__Aim__. State how many lines of the entries contain the word "realtor". Give only the number.

(Part of a data file)
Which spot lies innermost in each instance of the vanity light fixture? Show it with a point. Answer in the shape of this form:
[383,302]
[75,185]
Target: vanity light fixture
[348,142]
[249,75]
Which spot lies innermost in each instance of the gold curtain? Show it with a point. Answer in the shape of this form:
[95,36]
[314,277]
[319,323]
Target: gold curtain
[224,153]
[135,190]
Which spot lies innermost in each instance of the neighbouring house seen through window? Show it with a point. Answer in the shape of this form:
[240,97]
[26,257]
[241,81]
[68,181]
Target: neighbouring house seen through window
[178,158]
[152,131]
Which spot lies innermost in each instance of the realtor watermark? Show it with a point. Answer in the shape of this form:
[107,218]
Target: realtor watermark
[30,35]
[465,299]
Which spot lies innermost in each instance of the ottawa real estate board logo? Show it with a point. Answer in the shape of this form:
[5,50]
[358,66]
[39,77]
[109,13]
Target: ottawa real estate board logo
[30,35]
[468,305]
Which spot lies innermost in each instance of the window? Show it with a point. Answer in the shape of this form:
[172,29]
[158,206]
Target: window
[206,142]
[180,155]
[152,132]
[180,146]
* * *
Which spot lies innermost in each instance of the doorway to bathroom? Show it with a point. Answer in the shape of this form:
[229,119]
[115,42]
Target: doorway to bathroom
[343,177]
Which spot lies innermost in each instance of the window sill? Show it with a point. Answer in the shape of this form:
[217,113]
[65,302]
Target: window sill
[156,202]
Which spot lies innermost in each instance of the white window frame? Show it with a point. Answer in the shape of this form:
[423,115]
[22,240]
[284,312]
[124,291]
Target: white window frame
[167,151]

__Answer to the exercise__. 2